## Requirements
Read the records and write them out again exactly.
______________________________
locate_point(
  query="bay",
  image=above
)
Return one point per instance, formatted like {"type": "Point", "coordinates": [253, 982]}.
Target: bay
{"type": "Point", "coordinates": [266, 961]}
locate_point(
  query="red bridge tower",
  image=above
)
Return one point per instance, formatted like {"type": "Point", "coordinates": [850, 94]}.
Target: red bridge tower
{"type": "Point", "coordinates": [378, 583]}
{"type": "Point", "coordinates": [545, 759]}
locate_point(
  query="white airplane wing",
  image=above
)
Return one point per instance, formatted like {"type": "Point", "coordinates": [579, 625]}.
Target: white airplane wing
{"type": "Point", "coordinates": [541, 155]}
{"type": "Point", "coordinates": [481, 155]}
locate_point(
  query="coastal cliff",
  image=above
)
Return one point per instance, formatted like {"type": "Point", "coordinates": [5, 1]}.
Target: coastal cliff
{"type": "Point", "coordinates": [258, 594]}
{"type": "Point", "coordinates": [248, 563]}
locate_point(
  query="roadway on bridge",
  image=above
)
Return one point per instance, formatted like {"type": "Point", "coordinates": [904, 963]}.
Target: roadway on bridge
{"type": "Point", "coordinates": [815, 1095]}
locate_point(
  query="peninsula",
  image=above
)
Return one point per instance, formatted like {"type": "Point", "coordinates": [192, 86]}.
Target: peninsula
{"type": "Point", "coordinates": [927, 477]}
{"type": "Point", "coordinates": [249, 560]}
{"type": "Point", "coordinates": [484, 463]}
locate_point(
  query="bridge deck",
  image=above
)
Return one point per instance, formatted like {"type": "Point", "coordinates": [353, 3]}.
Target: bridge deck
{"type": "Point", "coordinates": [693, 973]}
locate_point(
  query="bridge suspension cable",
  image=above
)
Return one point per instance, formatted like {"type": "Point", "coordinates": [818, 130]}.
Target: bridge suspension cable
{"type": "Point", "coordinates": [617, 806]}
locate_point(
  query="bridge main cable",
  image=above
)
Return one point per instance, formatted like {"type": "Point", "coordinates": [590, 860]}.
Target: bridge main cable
______________________________
## Answer to this exercise
locate_point(
  query="bay",
  image=above
)
Return one point per instance, formatted like {"type": "Point", "coordinates": [253, 982]}.
Target: bay
{"type": "Point", "coordinates": [266, 961]}
locate_point(
  query="red bridge tower",
  image=above
)
Return one point per instance, formatted like {"type": "Point", "coordinates": [850, 94]}.
Target: red bridge tower
{"type": "Point", "coordinates": [378, 583]}
{"type": "Point", "coordinates": [545, 759]}
locate_point(
  query="white airplane wing",
  image=above
)
Return one point per instance, formatted like {"type": "Point", "coordinates": [579, 625]}.
Target: white airplane wing
{"type": "Point", "coordinates": [541, 155]}
{"type": "Point", "coordinates": [481, 155]}
locate_point(
  query="coastal cliff",
  image=above
)
Return one point per instance, formatted like {"type": "Point", "coordinates": [5, 1]}.
Target: coastal cliff
{"type": "Point", "coordinates": [258, 594]}
{"type": "Point", "coordinates": [248, 563]}
locate_point(
  query="roadway on bridge",
  image=above
)
Return one point per instance, formatted like {"type": "Point", "coordinates": [904, 963]}.
Target: roadway on bridge
{"type": "Point", "coordinates": [815, 1095]}
locate_point(
  query="peninsula",
  image=above
)
Return one point per instance, formatted like {"type": "Point", "coordinates": [192, 86]}.
Target: peninsula
{"type": "Point", "coordinates": [927, 477]}
{"type": "Point", "coordinates": [249, 560]}
{"type": "Point", "coordinates": [484, 463]}
locate_point(
  query="bridge deck",
  image=above
)
Return one point per instance, formatted like {"type": "Point", "coordinates": [353, 3]}.
Target: bridge deck
{"type": "Point", "coordinates": [693, 973]}
locate_point(
  query="bridge suspension cable",
  image=above
)
Return one point per instance, formatted like {"type": "Point", "coordinates": [818, 130]}.
Target: bridge suspension cable
{"type": "Point", "coordinates": [617, 806]}
locate_point(
  query="bridge main cable",
  image=above
)
Return one point per instance, formatted like {"type": "Point", "coordinates": [590, 860]}.
Target: bridge main cable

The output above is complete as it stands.